## PASSAGE PROVIDED:
* Start *
The turn of a class ring turned back time today on Ball Circle.
At the University of Mary Washington’s 107th Commencement, Helen Tracy Totura ’43 upheld the old graduation tradition, turning the ring on great-granddaughter Hannah Belski ’18’s hand.
Exactly 75 years before, Totura sat through her own graduation at UMW, then Mary Washington College. She traveled from her home in Westminster, Maryland, to watch Belski take the same journey this morning.
Much has changed, of course, since Totura, 95, turned her tassel last century. For starters, there was no jumbotron flashing congratulatory tweets and Instagram posts like the one on Ball Circle today. Her class of about 150, all women, attended an indoor ceremony. Belski’s co-ed class of 1,000 graduated beneath a cloudless blue sky.
As temperatures climbed into the 80s, Totura sat in the shade of the VIP tent, recalling her own Mary Washington days.
“I felt I had two ways out,” she said. “I could either teach or I could work in the office.”
For that, she needed college. Besides, her mother had earned her own college degree back in 1912. It was somewhat expected. Mary Washington offered the major Totura wanted – commercial education – so she took courses in typing, shorthand, economics and more. She also minored in social studies.
* End *
## LISTED RECORDS:
* Start *
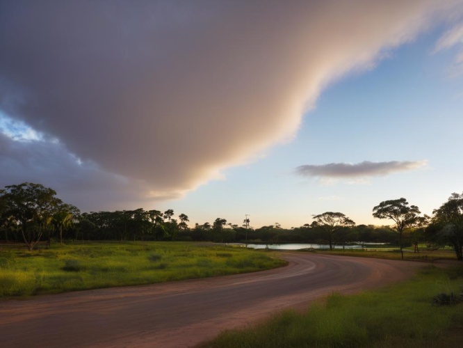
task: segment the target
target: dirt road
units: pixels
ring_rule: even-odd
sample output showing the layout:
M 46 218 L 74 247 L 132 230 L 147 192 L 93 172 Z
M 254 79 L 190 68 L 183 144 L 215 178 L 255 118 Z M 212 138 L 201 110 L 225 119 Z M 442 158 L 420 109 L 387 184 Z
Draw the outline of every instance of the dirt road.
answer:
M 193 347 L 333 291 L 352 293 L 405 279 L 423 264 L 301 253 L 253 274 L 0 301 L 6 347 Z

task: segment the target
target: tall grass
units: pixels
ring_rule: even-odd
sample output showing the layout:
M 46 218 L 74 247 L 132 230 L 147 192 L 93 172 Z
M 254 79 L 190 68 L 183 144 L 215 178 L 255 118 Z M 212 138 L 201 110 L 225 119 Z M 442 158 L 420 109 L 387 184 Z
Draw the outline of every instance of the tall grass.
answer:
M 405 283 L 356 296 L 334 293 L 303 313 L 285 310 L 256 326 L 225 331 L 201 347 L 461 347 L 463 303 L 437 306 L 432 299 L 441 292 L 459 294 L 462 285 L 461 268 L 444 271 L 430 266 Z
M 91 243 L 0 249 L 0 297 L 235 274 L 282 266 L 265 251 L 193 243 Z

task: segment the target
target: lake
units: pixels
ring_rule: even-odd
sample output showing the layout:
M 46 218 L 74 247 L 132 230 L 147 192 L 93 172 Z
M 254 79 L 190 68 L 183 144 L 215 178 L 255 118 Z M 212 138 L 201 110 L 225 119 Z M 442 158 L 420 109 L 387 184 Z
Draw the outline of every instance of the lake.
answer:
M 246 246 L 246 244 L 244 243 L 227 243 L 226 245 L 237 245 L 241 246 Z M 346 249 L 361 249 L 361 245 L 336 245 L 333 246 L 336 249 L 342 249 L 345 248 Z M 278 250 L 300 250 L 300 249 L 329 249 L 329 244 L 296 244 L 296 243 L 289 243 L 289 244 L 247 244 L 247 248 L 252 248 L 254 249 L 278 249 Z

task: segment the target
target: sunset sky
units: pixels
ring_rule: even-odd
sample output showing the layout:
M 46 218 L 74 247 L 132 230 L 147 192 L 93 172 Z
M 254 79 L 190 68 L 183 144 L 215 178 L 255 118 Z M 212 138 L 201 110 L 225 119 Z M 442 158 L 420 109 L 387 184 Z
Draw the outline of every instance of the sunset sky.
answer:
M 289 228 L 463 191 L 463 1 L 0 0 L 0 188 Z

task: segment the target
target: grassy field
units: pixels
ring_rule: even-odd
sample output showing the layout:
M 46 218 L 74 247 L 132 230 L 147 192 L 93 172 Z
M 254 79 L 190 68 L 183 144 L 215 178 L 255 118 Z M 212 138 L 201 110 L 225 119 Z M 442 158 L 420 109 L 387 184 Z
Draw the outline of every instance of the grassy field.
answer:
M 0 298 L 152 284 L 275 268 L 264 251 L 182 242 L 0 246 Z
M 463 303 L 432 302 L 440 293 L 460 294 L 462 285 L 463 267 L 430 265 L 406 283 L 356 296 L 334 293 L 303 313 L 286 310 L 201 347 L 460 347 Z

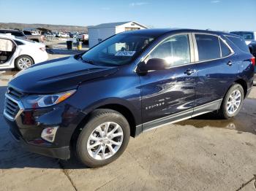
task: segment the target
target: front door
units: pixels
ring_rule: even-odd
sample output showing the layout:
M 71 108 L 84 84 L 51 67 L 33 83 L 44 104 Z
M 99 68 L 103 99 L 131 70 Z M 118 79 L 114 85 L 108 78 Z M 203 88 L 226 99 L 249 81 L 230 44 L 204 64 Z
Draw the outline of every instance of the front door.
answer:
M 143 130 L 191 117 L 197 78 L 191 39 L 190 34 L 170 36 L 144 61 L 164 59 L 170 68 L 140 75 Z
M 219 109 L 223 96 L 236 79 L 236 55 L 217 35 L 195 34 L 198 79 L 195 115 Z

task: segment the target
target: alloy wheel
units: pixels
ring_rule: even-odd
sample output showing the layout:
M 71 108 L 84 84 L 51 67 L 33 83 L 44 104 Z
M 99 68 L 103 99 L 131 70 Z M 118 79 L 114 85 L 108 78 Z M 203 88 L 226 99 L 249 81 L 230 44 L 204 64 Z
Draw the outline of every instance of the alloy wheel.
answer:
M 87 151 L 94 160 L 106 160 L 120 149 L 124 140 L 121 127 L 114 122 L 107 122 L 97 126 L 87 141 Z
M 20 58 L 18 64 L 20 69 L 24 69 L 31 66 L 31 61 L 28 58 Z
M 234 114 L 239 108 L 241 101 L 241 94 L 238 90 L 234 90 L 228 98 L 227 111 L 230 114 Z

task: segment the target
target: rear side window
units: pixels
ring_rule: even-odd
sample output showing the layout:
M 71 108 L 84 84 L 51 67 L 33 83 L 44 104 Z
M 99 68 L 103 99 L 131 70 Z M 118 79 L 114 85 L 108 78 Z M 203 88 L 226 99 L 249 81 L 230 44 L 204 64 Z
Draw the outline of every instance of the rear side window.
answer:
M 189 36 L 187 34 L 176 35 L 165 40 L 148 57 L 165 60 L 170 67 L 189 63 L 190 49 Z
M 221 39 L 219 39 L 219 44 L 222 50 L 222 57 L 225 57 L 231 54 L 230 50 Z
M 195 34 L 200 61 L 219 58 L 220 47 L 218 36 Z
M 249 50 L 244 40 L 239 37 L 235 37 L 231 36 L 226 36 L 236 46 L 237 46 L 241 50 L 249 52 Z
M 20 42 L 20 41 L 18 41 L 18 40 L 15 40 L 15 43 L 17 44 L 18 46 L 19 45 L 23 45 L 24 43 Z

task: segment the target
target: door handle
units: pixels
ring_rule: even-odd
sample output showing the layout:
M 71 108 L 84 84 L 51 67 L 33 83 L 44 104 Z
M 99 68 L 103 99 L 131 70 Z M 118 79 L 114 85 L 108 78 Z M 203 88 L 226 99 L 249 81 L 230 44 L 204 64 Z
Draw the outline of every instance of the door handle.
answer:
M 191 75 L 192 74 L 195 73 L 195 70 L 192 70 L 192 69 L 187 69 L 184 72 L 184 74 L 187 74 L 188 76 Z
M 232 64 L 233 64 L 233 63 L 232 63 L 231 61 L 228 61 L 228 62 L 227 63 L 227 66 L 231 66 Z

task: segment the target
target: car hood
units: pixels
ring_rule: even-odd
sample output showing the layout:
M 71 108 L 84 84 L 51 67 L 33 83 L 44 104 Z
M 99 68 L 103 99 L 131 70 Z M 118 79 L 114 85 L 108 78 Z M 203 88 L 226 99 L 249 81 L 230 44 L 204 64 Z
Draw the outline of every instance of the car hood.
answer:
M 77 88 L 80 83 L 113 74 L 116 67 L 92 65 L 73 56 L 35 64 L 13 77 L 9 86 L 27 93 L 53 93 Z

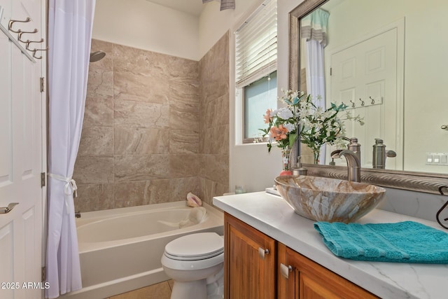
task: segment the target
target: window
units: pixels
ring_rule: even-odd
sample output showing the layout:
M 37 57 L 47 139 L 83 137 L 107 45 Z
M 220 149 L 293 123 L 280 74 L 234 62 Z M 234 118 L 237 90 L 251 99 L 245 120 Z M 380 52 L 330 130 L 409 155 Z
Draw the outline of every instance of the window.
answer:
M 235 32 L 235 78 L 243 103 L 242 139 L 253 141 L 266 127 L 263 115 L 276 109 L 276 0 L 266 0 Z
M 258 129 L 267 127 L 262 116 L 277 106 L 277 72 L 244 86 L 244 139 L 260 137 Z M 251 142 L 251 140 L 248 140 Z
* End *
* Start *
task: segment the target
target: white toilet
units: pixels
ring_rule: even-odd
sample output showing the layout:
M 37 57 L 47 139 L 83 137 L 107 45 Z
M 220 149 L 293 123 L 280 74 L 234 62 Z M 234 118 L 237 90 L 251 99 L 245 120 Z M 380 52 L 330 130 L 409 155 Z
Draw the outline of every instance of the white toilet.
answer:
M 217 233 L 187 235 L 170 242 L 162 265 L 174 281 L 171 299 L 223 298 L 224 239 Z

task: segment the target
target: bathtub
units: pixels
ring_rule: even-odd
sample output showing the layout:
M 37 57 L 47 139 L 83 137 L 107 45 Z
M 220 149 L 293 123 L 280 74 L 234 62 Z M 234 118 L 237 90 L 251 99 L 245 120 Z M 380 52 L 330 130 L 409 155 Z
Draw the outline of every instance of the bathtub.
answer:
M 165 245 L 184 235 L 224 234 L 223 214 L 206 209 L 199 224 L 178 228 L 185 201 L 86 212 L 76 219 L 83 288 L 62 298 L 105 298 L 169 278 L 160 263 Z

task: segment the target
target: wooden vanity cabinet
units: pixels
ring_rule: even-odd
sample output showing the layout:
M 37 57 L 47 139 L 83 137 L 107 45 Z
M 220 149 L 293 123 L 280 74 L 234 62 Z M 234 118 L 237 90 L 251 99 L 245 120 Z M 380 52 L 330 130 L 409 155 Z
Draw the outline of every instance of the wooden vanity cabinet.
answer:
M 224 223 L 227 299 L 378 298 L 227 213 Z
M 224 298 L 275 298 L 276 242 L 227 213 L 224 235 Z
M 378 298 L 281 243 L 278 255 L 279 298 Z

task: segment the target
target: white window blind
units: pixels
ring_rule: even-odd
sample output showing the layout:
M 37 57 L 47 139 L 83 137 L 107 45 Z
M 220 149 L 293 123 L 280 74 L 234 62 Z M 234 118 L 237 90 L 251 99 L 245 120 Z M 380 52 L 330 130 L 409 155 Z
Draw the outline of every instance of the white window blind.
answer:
* End *
* Start *
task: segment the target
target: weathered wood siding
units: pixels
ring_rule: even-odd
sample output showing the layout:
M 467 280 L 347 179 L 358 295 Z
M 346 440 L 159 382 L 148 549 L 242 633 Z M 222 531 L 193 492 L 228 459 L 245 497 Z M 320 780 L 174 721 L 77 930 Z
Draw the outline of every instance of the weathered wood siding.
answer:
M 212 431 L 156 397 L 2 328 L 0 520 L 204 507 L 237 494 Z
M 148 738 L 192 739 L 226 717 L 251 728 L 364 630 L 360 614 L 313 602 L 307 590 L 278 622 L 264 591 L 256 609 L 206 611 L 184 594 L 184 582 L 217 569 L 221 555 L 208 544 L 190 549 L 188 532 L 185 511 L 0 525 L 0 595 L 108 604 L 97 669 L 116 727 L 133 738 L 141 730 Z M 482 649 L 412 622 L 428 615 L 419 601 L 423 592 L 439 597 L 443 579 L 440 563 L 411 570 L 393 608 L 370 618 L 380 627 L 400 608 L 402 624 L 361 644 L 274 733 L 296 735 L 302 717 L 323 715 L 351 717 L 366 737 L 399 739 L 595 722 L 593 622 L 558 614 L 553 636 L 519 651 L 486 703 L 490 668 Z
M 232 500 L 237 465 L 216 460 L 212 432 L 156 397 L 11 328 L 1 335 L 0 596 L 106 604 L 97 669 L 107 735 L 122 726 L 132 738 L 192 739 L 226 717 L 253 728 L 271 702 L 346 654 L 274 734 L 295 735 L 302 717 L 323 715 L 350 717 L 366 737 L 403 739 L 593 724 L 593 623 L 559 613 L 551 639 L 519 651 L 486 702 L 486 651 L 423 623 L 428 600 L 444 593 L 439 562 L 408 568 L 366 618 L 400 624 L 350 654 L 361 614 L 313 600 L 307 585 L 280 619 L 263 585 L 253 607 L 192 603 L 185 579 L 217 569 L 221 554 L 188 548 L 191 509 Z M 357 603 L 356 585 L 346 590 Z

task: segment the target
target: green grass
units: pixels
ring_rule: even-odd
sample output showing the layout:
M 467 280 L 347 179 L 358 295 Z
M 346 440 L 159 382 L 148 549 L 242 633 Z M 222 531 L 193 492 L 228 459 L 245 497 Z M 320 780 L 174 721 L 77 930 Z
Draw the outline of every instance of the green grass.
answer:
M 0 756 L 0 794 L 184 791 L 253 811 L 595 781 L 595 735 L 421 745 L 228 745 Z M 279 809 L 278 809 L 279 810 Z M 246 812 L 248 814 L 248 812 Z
* End *
## PROMPT:
According to the commencement article, what major did Totura pursue at Mary Washington?

## THE RESPONSE:
Commercial education.